(Dataset items)
(begin)

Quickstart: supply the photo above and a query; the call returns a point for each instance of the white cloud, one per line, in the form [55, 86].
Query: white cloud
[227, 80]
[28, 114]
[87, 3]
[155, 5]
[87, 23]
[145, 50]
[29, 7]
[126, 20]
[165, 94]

(end)

Given instruction: Exactly reproduce every line of the records.

Response:
Quickstart: supply the photo above and a query; the call returns a point for each instance of the white cloud, one per line, in the form [55, 86].
Query: white cloud
[227, 80]
[28, 114]
[87, 3]
[155, 5]
[87, 23]
[145, 50]
[29, 7]
[126, 20]
[165, 94]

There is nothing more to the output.